EXERCISE :: Recast the lines running from the one containing "Every instance of the hiking" through the end of the records as a numbered list, and omit any blank lines.

Source data ::
# # # # #
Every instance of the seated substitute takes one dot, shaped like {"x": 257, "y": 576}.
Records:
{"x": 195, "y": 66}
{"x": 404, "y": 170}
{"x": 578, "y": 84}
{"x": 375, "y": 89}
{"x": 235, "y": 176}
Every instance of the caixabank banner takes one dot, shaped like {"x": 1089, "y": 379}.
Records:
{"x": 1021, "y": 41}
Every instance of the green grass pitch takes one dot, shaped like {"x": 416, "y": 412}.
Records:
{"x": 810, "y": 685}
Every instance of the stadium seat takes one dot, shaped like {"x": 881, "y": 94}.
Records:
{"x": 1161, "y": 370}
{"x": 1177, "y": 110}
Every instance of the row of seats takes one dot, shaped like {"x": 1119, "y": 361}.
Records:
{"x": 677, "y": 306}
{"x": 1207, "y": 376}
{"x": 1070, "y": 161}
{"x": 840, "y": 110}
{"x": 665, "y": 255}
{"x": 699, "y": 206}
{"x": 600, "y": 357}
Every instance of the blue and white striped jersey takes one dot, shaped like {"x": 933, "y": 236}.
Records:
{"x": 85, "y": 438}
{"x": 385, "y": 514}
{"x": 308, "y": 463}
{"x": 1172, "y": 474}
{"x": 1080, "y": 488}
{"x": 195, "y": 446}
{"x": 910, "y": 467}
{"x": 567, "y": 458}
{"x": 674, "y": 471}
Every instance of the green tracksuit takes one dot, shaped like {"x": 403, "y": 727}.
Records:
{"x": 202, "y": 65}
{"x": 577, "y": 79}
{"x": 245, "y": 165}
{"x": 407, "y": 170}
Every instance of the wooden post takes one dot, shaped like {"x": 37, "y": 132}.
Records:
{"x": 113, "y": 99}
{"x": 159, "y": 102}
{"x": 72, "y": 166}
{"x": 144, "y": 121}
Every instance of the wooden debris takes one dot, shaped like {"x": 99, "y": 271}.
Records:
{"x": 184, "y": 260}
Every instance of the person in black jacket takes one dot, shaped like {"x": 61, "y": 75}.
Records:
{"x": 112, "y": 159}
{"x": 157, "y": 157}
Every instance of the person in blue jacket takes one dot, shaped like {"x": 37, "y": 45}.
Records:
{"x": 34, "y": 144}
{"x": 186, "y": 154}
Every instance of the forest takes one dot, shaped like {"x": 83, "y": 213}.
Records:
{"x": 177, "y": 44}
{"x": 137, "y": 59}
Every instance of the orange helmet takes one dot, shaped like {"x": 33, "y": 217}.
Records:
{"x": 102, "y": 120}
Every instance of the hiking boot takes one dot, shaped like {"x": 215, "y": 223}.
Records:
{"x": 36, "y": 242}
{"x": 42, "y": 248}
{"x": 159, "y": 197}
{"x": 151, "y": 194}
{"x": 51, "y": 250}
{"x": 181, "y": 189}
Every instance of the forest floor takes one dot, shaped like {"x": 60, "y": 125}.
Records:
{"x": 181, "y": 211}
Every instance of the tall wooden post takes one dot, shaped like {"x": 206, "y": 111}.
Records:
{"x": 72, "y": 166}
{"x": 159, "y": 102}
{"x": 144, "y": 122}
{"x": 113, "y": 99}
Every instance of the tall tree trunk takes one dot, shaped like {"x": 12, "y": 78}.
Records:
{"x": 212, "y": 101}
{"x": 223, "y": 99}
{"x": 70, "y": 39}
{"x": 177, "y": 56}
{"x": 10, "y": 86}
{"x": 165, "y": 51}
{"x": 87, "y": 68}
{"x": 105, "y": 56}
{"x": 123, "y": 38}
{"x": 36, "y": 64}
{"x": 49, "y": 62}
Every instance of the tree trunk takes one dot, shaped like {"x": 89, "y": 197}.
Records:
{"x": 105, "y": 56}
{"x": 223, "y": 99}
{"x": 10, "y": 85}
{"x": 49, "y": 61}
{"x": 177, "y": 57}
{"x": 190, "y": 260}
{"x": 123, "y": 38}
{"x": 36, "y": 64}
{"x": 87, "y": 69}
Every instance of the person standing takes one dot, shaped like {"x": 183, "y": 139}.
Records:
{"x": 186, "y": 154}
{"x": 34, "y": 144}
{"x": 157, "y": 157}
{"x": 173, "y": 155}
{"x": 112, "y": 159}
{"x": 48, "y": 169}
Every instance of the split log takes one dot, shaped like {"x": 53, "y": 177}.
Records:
# # # # #
EXERCISE RESPONSE ::
1. Every instance of the hiking boot takes one dot, shaped like {"x": 215, "y": 223}.
2. Records:
3. {"x": 36, "y": 242}
4. {"x": 42, "y": 248}
5. {"x": 159, "y": 197}
6. {"x": 151, "y": 194}
7. {"x": 51, "y": 250}
8. {"x": 181, "y": 189}
9. Every instance of the forest floor takes one dot, shaped like {"x": 60, "y": 125}.
10. Records:
11. {"x": 181, "y": 211}
12. Every instance of the tall wooden post takes one dot, shaped like {"x": 206, "y": 111}.
13. Records:
14. {"x": 72, "y": 166}
15. {"x": 159, "y": 102}
16. {"x": 144, "y": 122}
17. {"x": 113, "y": 99}
18. Every instance of the tall tree trunk takes one dot, shaped like {"x": 12, "y": 78}.
19. Records:
20. {"x": 212, "y": 101}
21. {"x": 223, "y": 99}
22. {"x": 70, "y": 39}
23. {"x": 177, "y": 56}
24. {"x": 10, "y": 86}
25. {"x": 165, "y": 51}
26. {"x": 87, "y": 68}
27. {"x": 105, "y": 56}
28. {"x": 123, "y": 38}
29. {"x": 36, "y": 64}
30. {"x": 49, "y": 62}
31. Every instance of the tree trunk takes one dot, shaped like {"x": 89, "y": 197}.
32. Records:
33. {"x": 105, "y": 56}
34. {"x": 223, "y": 99}
35. {"x": 10, "y": 85}
36. {"x": 49, "y": 61}
37. {"x": 177, "y": 57}
38. {"x": 190, "y": 260}
39. {"x": 123, "y": 38}
40. {"x": 36, "y": 64}
41. {"x": 87, "y": 69}
42. Every instance of the person standing takes one dot, shaped like {"x": 183, "y": 139}.
43. Records:
44. {"x": 186, "y": 154}
45. {"x": 34, "y": 144}
46. {"x": 157, "y": 157}
47. {"x": 173, "y": 155}
48. {"x": 112, "y": 159}
49. {"x": 48, "y": 169}
50. Every instance of the split log takes one dot, shaped like {"x": 53, "y": 177}.
51. Records:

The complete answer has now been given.